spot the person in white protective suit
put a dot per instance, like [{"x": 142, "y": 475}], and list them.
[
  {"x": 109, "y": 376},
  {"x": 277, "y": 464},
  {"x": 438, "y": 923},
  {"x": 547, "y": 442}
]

# # # #

◆ **Task description**: Every record is to be written out verbatim.

◆ **Exercise solution**:
spot the person in white protective suit
put a dot per instance, like [{"x": 142, "y": 475}], and list them.
[
  {"x": 109, "y": 376},
  {"x": 277, "y": 464},
  {"x": 438, "y": 923},
  {"x": 547, "y": 442}
]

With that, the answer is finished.